# EXTRAIT DU TEXTE
Figure 3Diplôme le plus élevé obtenu par les créateurs d’entreprise, selon le sexe

en %
  • Source : Insee, enquête Sine 2018

Les micro-entrepreneuses démarrent plus souvent l’activité dans l’année

Lorsqu’elles choisissent le régime de la micro-entreprise, les femmes sont relativement plus nombreuses que les hommes à démarrer l’activité dans les mois suivant l’acte de création. 68 % d’entre elles avaient déclaré un chiffre d’affaires positif pour la première année, contre 59 % chez les hommes. La part des femmes parmi les nouveaux micro-entrepreneurs passe ainsi de 37 % à 40 % lorsque l’on se limite aux entreprises réellement actives après la création.

Les créatrices investissent un peu moins à la création que leurs homologues masculins. 58 % dépensent moins de 1 000 euros contre 51 % pour les hommes. Inversement, elles ne sont que 13 % à dépenser plus de 16 000 euros, contre 16 % chez les hommes. Il faut cependant noter que les moyens engagés dépendent surtout du secteur d’activité et de la catégorie juridique. Ainsi, 68 % des entreprises individuelles débutent avec moins de 1 000 euros alors que ce n’est le cas que de 11 % des sociétés.

Publication rédigée par :Nicole Danis, Yann Leurs (Insee)

Sources

Le système d’information sur les nouvelles entreprises (Sine) est un dispositif permanent d’observation d’une génération de nouvelles entreprises tous les quatre ans. Le champ de l’enquête Sine couvre l’ensemble des créations d’entreprises du premier semestre qui ont vécu plus d’un mois dans l’ensemble des activités économiques marchandes non agricoles.

Les entreprises créées sous le régime du micro-entrepreneur font l’objet d’une enquête spécifique. Dans le cadre de l’enquête Sine micro-entrepreneurs 2018, un compte est dit démarré au moment de l’enquête s’il existe une déclaration de chiffre d’affaires positif pour 2018.

Définitions

Une création d’entreprise correspond à la mise en œuvre de nouveaux moyens de production. Ce concept, harmonisé au niveau européen, inclut aussi la réactivation d’entreprise après une interruption de plus d’un an et la reprise d’entreprise s’il n’y a pas continuité entre la situation du cédant et celle du repreneur, du point de vue de l’activité et de la localisation.

La notion de création d’entreprise dans les enquêtes Sine est un peu plus restrictive. En effet, sont exclues les entreprises ayant vécu moins d’un mois et les « activations économiques » correspondant à des immatriculations dans Sirene (système informatisé du répertoire national des entreprises et des établissements) effectuées avant le 1er janvier de l’année de la génération considérée.

# LIGNES DE DONNÉES
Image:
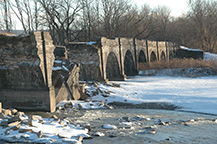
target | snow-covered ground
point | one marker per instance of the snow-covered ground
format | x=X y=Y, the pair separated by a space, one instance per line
x=210 y=56
x=51 y=131
x=192 y=94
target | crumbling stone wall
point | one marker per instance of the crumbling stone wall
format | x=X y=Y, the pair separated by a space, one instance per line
x=88 y=55
x=26 y=72
x=190 y=53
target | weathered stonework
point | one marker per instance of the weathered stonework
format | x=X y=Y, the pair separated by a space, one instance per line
x=0 y=107
x=113 y=59
x=26 y=72
x=67 y=83
x=89 y=58
x=195 y=54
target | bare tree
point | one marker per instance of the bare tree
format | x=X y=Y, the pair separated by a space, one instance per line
x=203 y=19
x=60 y=17
x=6 y=22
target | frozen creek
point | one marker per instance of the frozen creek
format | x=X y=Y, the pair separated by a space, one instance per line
x=146 y=126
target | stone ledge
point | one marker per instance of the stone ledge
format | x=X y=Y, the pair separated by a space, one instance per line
x=0 y=107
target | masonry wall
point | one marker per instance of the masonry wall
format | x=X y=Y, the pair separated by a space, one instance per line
x=26 y=72
x=89 y=58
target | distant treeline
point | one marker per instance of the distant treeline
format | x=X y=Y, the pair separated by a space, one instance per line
x=87 y=20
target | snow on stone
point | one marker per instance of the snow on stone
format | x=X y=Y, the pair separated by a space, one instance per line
x=99 y=134
x=57 y=68
x=210 y=56
x=58 y=61
x=185 y=48
x=90 y=43
x=109 y=126
x=60 y=68
x=82 y=104
x=53 y=132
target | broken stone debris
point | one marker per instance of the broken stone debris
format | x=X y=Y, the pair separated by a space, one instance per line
x=99 y=134
x=0 y=107
x=14 y=122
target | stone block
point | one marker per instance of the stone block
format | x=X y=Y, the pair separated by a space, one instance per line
x=13 y=124
x=0 y=107
x=13 y=111
x=7 y=112
x=2 y=116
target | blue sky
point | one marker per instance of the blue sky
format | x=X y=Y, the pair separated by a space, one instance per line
x=177 y=6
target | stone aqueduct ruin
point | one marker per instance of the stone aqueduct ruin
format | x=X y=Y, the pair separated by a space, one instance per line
x=31 y=78
x=113 y=59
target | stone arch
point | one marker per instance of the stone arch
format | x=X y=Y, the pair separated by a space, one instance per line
x=142 y=57
x=112 y=67
x=129 y=65
x=153 y=57
x=163 y=56
x=170 y=55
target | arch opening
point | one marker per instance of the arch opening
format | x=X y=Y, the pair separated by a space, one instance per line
x=112 y=67
x=142 y=58
x=142 y=65
x=129 y=66
x=163 y=56
x=153 y=57
x=170 y=55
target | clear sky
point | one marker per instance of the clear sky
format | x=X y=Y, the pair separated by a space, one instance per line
x=177 y=6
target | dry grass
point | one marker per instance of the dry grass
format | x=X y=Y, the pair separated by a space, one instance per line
x=180 y=63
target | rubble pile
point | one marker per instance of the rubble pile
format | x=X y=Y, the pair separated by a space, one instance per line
x=15 y=126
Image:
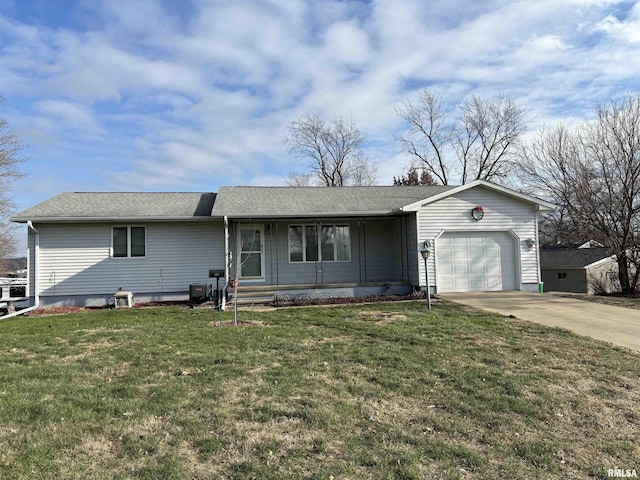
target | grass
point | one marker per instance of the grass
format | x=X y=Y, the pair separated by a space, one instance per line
x=384 y=391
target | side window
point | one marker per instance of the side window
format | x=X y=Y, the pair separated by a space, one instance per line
x=129 y=242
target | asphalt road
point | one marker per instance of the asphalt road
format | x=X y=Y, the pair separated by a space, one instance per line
x=617 y=325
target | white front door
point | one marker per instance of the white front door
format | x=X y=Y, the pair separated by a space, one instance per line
x=476 y=262
x=251 y=242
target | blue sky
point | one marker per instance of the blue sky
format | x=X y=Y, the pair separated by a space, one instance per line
x=188 y=95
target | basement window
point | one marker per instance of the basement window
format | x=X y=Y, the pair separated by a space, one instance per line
x=129 y=242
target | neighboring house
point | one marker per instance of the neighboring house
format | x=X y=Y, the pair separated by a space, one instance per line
x=582 y=268
x=83 y=247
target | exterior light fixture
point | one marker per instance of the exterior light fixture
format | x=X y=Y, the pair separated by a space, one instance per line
x=477 y=213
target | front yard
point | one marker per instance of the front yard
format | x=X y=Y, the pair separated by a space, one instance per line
x=355 y=392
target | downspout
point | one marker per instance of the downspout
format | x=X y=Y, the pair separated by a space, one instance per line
x=537 y=214
x=36 y=268
x=226 y=261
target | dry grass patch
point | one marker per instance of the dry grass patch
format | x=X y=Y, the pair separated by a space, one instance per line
x=382 y=318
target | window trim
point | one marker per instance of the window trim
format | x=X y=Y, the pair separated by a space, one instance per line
x=318 y=226
x=128 y=256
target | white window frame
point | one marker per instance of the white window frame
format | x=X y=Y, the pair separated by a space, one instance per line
x=318 y=227
x=129 y=227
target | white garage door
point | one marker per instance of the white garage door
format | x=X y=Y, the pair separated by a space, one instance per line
x=475 y=262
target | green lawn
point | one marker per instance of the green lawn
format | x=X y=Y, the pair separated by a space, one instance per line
x=380 y=391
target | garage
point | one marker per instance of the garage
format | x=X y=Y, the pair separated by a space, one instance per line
x=476 y=262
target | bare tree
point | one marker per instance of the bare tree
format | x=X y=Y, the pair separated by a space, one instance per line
x=428 y=133
x=412 y=178
x=10 y=160
x=593 y=172
x=333 y=151
x=483 y=138
x=487 y=136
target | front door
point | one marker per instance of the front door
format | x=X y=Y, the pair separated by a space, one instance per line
x=251 y=241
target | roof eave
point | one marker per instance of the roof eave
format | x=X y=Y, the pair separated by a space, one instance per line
x=384 y=213
x=20 y=219
x=542 y=206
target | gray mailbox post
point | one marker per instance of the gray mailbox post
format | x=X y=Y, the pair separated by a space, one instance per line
x=425 y=251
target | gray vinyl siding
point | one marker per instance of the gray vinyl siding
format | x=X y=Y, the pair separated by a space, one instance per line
x=75 y=259
x=376 y=254
x=414 y=259
x=501 y=213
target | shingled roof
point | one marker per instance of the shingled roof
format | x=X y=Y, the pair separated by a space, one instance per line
x=121 y=205
x=572 y=258
x=264 y=202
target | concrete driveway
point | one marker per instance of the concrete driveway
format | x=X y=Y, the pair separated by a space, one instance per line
x=618 y=325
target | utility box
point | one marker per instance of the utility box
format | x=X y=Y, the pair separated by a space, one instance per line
x=123 y=299
x=199 y=293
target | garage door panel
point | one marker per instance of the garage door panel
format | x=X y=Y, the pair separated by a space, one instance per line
x=461 y=269
x=478 y=268
x=476 y=261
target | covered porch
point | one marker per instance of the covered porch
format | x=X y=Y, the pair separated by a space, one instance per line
x=322 y=257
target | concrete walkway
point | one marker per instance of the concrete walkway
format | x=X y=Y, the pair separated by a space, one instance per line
x=618 y=325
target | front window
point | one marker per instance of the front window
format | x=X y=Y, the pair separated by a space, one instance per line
x=329 y=243
x=129 y=242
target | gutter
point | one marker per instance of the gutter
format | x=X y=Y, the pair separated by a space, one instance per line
x=18 y=219
x=36 y=265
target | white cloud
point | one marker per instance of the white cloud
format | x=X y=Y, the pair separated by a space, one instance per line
x=201 y=94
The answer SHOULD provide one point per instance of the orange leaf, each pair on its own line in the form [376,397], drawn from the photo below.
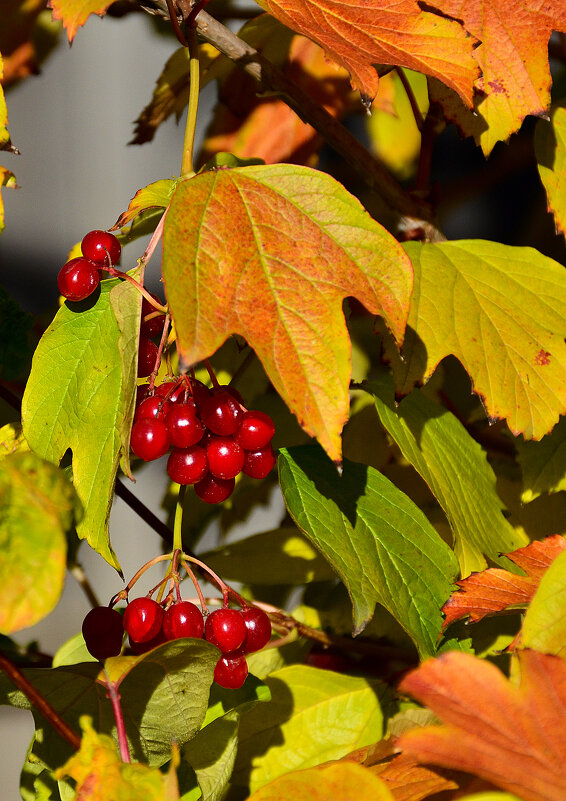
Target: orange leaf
[270,252]
[495,590]
[74,13]
[512,736]
[397,32]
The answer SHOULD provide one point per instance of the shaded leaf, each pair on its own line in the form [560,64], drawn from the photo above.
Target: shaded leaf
[544,626]
[341,782]
[74,13]
[550,150]
[294,243]
[380,544]
[496,590]
[456,469]
[77,398]
[512,736]
[499,310]
[394,33]
[304,724]
[37,507]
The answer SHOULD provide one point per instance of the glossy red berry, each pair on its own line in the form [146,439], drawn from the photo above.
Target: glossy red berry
[147,356]
[78,279]
[143,619]
[226,629]
[258,627]
[102,248]
[149,439]
[256,430]
[103,631]
[183,619]
[221,413]
[187,465]
[214,490]
[185,428]
[225,457]
[258,464]
[231,670]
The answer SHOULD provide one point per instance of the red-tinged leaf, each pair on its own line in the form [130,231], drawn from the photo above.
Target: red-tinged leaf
[270,252]
[512,736]
[74,13]
[495,590]
[396,32]
[513,56]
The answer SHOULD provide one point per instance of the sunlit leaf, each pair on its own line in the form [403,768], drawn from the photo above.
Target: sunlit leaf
[512,736]
[500,311]
[293,244]
[379,543]
[37,506]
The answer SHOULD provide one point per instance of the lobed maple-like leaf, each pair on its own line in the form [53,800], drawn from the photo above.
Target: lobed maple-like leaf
[270,252]
[512,736]
[500,311]
[495,590]
[74,13]
[358,35]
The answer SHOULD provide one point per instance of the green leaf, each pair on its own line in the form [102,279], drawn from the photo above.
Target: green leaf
[281,556]
[270,253]
[314,716]
[175,677]
[500,311]
[544,626]
[380,544]
[550,150]
[543,463]
[76,398]
[37,507]
[457,471]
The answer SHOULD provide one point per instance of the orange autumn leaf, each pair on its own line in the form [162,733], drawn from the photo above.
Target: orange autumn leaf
[495,590]
[394,32]
[512,736]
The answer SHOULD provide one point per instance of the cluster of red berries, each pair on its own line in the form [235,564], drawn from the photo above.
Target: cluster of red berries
[236,632]
[79,277]
[212,436]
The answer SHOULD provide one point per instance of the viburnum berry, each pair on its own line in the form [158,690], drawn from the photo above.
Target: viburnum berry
[149,439]
[256,430]
[143,619]
[102,248]
[258,628]
[103,632]
[258,464]
[214,490]
[183,619]
[231,670]
[78,279]
[226,629]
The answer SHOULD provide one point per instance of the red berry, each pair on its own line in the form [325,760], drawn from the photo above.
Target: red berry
[221,413]
[231,670]
[143,619]
[183,619]
[256,431]
[225,457]
[102,248]
[103,632]
[147,356]
[214,490]
[149,439]
[187,465]
[258,464]
[259,629]
[226,629]
[78,279]
[185,429]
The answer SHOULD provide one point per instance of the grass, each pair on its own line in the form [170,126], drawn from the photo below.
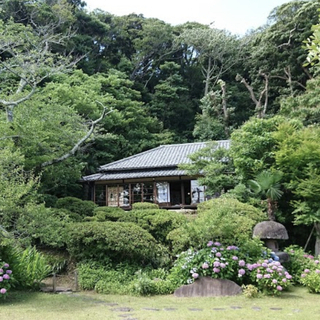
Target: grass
[296,304]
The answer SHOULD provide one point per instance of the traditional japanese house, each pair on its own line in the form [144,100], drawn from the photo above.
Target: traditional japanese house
[151,176]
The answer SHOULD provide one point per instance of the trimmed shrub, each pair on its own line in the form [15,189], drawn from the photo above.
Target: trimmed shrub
[76,205]
[108,214]
[298,262]
[225,220]
[118,241]
[159,223]
[144,206]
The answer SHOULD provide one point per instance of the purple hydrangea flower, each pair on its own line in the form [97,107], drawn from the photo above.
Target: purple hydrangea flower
[242,263]
[241,272]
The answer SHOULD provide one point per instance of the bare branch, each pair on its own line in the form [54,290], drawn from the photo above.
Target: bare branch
[81,141]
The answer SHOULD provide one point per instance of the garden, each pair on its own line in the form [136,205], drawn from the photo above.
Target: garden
[150,251]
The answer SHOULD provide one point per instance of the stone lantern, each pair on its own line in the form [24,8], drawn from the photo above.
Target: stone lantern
[270,232]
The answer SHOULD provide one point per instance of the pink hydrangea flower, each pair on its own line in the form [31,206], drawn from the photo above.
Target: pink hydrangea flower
[241,272]
[242,263]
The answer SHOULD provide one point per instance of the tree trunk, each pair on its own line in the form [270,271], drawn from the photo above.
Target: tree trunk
[317,245]
[271,209]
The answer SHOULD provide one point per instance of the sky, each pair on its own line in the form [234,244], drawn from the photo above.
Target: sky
[237,16]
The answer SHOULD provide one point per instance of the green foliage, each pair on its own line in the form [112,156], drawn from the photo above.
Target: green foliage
[216,261]
[226,220]
[104,278]
[145,285]
[311,280]
[81,207]
[214,166]
[6,279]
[118,241]
[250,291]
[253,146]
[144,206]
[28,265]
[107,214]
[159,223]
[270,277]
[299,261]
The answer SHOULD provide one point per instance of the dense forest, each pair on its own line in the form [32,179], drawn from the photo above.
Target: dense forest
[79,89]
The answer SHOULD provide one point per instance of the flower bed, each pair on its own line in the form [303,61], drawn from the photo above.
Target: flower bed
[232,263]
[5,278]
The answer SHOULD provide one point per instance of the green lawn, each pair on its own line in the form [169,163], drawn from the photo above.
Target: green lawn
[296,304]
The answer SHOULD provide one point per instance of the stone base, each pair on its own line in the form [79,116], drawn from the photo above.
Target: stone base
[208,287]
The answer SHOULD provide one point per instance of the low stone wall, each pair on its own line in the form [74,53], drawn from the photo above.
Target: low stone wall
[208,287]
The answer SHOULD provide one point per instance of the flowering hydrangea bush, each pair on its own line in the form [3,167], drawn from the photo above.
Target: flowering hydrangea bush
[5,277]
[270,276]
[299,261]
[310,277]
[232,263]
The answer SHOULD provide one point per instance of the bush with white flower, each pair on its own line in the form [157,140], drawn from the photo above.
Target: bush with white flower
[270,276]
[216,261]
[258,267]
[310,277]
[5,278]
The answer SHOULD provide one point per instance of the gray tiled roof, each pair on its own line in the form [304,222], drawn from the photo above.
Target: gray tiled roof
[160,157]
[160,161]
[134,174]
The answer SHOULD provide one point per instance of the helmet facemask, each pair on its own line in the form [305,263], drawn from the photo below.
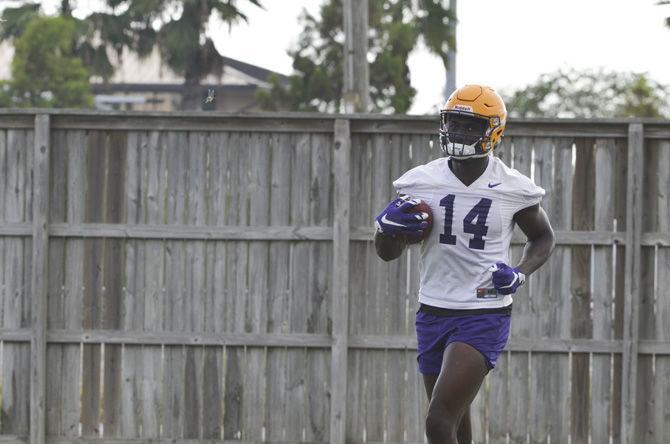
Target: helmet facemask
[464,134]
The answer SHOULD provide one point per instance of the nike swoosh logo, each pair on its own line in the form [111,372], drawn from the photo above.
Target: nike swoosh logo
[386,221]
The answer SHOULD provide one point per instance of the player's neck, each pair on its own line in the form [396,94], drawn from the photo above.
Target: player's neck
[468,170]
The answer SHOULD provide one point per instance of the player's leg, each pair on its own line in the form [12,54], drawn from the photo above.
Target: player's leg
[464,432]
[462,373]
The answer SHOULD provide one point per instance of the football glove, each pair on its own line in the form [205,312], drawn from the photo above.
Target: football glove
[395,220]
[506,279]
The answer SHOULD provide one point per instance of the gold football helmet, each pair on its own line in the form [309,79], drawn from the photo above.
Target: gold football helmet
[472,122]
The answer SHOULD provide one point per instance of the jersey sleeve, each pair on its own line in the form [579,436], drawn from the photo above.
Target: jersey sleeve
[408,183]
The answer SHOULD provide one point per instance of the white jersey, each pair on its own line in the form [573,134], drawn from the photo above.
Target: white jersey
[472,230]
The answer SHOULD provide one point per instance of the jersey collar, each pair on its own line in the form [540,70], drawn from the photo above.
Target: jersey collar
[474,184]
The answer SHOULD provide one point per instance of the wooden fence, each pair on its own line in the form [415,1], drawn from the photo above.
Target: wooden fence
[176,278]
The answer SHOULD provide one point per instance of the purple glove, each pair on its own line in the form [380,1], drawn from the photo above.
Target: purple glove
[506,279]
[394,219]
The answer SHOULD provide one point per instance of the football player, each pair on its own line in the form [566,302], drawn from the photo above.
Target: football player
[467,280]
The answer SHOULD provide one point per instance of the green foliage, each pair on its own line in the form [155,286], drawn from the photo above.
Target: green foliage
[179,30]
[395,27]
[45,70]
[667,19]
[177,27]
[590,94]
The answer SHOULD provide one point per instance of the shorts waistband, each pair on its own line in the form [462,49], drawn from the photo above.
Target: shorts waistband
[438,311]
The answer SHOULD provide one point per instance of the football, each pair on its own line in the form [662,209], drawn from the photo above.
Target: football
[423,207]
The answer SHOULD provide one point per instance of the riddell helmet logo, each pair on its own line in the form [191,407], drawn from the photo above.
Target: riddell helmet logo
[463,108]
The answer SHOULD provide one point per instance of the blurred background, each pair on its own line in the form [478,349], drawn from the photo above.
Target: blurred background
[549,59]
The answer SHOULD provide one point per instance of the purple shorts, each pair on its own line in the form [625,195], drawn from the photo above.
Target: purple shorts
[487,333]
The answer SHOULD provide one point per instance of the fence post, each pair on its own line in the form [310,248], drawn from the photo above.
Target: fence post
[340,293]
[632,280]
[40,245]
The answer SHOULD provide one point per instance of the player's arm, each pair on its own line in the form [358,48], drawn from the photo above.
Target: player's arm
[534,223]
[388,247]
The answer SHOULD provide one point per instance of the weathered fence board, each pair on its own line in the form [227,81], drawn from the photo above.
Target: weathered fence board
[199,301]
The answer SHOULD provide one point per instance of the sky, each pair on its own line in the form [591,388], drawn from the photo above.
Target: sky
[505,44]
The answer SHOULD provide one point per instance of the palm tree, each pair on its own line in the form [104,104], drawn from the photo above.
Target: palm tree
[179,30]
[177,27]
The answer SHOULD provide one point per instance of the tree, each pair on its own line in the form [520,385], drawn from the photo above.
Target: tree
[177,27]
[91,38]
[45,70]
[395,27]
[590,94]
[180,31]
[667,19]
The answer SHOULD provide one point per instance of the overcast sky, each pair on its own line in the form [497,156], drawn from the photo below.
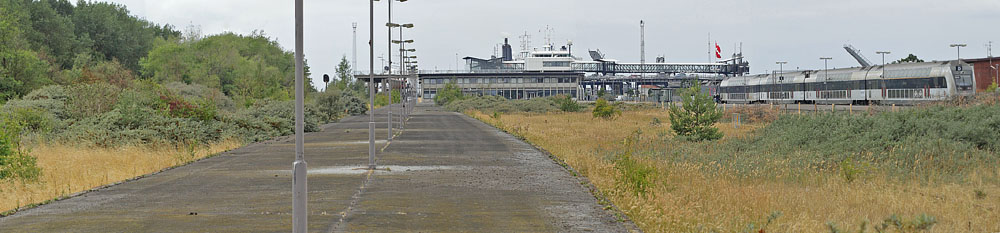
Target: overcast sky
[797,31]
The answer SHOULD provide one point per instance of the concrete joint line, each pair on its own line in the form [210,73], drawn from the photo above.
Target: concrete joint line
[355,199]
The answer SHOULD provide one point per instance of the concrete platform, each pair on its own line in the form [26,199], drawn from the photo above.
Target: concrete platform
[445,173]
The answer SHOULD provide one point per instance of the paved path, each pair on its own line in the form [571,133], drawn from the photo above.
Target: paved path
[446,172]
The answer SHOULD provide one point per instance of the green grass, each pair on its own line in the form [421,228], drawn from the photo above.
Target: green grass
[942,143]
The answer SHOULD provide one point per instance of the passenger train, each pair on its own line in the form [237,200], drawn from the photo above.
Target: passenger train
[905,84]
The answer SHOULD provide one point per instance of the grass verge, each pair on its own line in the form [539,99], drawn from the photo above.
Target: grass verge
[751,182]
[68,170]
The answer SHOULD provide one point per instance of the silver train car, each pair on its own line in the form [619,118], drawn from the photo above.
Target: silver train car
[903,84]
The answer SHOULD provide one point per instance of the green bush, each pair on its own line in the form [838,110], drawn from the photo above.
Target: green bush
[89,100]
[329,104]
[449,93]
[50,99]
[567,104]
[937,143]
[694,121]
[145,126]
[608,111]
[15,163]
[353,105]
[196,92]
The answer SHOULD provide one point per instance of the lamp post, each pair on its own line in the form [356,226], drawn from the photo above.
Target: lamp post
[826,72]
[882,76]
[958,47]
[996,68]
[300,214]
[371,89]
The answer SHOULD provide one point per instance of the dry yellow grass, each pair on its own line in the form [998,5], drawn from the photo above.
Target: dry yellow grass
[685,199]
[69,169]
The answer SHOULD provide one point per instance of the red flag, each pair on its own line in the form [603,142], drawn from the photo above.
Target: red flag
[718,51]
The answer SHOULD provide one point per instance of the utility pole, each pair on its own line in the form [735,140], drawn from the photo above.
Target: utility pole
[826,70]
[958,47]
[300,213]
[883,53]
[354,54]
[642,47]
[371,88]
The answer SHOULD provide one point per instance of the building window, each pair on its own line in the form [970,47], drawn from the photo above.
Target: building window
[555,64]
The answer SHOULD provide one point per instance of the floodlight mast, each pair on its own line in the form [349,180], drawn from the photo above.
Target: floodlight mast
[300,213]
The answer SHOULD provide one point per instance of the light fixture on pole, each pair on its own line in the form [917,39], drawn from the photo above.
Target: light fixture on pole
[996,77]
[300,213]
[881,76]
[826,71]
[371,89]
[389,44]
[781,70]
[958,47]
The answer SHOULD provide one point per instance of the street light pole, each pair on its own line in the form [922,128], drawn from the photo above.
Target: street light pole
[300,214]
[959,49]
[826,71]
[883,53]
[371,88]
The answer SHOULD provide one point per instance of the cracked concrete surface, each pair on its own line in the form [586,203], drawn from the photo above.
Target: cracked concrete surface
[445,173]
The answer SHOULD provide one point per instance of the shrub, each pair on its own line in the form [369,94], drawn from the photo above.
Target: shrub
[449,93]
[15,163]
[51,99]
[603,109]
[329,104]
[695,119]
[113,128]
[87,100]
[197,92]
[352,104]
[567,104]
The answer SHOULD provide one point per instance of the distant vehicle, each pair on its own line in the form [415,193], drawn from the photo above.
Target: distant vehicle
[907,83]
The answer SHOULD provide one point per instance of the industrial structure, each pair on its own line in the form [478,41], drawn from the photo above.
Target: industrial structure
[553,71]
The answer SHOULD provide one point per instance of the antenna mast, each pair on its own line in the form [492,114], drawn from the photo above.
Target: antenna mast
[525,45]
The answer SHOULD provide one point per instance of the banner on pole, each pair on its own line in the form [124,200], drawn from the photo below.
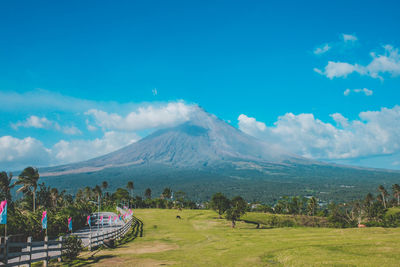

# TRAVAIL DEMANDÉ
a. Pour chacune des affirmations suivantes, indiquez si elle concorde avec l'extrait sur la création d'entreprise, par oui ou non, en citant à l'identique les mots décisifs de l'extrait. (i) 68 % des micro-entrepreneuses avaient déclaré un chiffre d'affaires positif pour la première année. (ii) Le dispositif Sine observe une génération de nouvelles entreprises tous les deux ans. (iii) 11 % des sociétés débutent avec moins de 1 000 euros.
b. Convertissez en liste numérotée les lignes de données, en partant de celle qui contient « target | downspout » et en finissant par celle qui contient « x=382 y=318 », toutes deux comprises, sans les lignes vides.
L'extrait et les lignes de données proviennent de sources distinctes.

# RÉPONSES COMPLÈTES
a.
(i) Oui : « 68 % d’entre elles avaient déclaré un chiffre d’affaires positif pour la première année ».
(ii) Non : « tous les quatre ans ».
(iii) Oui : « 68 % des entreprises individuelles débutent avec moins de 1 000 euros alors que ce n’est le cas que de 11 % des sociétés ».

b.
1. target | downspout
2. point | one marker per instance of the downspout
3. format | x=X y=Y, the pair separated by a space, one instance per line
4. x=537 y=214
5. x=36 y=268
6. x=226 y=261
7. target | dry grass patch
8. point | one marker per instance of the dry grass patch
9. format | x=X y=Y, the pair separated by a space, one instance per line
10. x=382 y=318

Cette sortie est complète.